Please transcribe exactly the lines from the one containing "Target: wooden bookshelf" through the end of the records below, both included, and nothing else.

◆ **Given data**:
***

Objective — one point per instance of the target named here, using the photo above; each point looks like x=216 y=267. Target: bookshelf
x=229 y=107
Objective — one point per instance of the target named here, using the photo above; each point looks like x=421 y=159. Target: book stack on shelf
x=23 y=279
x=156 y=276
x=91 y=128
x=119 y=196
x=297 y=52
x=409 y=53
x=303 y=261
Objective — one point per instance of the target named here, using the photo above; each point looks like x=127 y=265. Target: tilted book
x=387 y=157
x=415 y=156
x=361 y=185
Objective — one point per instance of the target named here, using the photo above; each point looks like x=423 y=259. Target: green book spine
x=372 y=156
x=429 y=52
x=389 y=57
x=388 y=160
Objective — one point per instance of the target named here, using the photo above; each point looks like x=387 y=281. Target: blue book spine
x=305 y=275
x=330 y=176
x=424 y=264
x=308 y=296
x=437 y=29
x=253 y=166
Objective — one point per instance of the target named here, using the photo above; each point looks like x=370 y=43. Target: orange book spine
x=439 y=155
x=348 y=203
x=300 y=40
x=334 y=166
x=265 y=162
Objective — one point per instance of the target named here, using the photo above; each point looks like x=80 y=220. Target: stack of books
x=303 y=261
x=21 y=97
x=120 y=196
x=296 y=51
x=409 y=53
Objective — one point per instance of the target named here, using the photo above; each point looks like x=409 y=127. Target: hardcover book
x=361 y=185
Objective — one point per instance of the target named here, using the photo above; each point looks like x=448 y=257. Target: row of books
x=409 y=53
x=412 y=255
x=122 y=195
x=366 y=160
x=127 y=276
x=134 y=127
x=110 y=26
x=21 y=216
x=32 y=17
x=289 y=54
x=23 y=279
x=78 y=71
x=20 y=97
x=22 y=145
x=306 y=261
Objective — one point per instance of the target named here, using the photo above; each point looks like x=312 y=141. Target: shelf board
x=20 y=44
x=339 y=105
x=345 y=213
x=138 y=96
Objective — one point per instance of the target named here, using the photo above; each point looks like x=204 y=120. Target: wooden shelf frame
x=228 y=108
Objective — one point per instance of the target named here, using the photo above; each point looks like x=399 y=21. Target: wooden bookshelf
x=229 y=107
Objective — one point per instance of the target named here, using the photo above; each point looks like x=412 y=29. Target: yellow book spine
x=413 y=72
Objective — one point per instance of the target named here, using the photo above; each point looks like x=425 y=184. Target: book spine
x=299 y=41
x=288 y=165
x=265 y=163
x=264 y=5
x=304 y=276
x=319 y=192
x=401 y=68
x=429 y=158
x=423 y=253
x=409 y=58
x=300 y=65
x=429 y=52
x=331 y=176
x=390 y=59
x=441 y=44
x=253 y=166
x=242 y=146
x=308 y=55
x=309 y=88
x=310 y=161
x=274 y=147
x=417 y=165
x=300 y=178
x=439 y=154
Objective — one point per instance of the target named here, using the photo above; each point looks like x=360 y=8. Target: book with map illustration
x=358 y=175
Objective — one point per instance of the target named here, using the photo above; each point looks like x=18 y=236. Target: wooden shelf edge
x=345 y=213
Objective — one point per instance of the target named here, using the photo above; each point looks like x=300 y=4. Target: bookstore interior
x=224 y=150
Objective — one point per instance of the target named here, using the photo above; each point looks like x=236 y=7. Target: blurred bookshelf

***

◆ **Solution to this exercise**:
Objective — one point per instance of the target named here, using the photo above; each point looks like x=399 y=21. Target: wooden bookshelf
x=229 y=107
Objective — one point per instance of the target named here, using the photo above; each point looks like x=412 y=29. Target: yellow book spine
x=413 y=72
Objective — one point per instance of the target named here, using the photo above; each point looks like x=425 y=184. Target: book spine
x=299 y=41
x=288 y=165
x=265 y=163
x=264 y=5
x=304 y=276
x=319 y=192
x=401 y=68
x=429 y=158
x=423 y=253
x=409 y=58
x=300 y=65
x=429 y=52
x=331 y=176
x=390 y=59
x=441 y=44
x=253 y=166
x=242 y=146
x=308 y=55
x=309 y=88
x=310 y=161
x=274 y=147
x=417 y=165
x=300 y=178
x=439 y=154
Objective — one point per instance of the target named here, using the photo above; each point looks like x=360 y=8. Target: book with map illustration
x=358 y=175
Objective — one point per instance of the target named here, using the photo above; each point looks like x=18 y=236. Target: wooden shelf edge
x=345 y=213
Objective — one point per instance of the target named here, using the photo above; each point looks like x=300 y=4. Target: bookstore interior
x=224 y=150
Objective — one point per instance of the target named here, using the photo above; each point looks like x=236 y=7. Target: blurred bookshelf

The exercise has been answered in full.